Assignment –
Would you please output the lines of the data below from the one containing "Check that each instance of the man" to the end, exactly and with nothing added?

Data to use –
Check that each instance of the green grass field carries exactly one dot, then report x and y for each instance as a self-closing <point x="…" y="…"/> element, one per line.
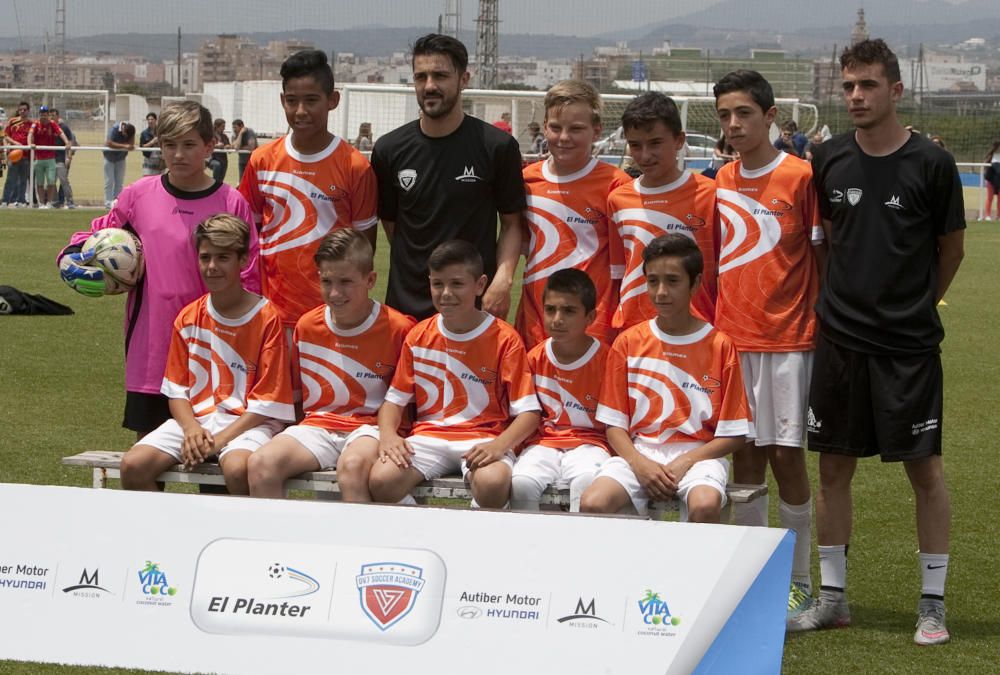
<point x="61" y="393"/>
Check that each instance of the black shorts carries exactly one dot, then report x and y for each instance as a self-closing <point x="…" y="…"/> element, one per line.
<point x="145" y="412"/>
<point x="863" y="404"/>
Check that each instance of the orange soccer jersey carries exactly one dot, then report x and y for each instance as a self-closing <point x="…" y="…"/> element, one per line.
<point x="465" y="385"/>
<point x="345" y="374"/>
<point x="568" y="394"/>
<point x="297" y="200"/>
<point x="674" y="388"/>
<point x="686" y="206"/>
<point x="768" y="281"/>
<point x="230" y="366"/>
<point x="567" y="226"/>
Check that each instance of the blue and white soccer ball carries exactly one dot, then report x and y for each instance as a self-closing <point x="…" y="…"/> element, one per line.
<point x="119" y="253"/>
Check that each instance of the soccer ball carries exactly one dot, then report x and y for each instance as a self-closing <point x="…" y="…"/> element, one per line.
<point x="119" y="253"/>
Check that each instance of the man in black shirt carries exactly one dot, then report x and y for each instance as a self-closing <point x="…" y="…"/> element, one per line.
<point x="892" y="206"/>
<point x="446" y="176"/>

Answer box –
Check that each instance of the man in black shirt carries exactly one dot, then report x and y for each instance as a self-closing <point x="…" y="…"/> element, one per line.
<point x="892" y="206"/>
<point x="446" y="176"/>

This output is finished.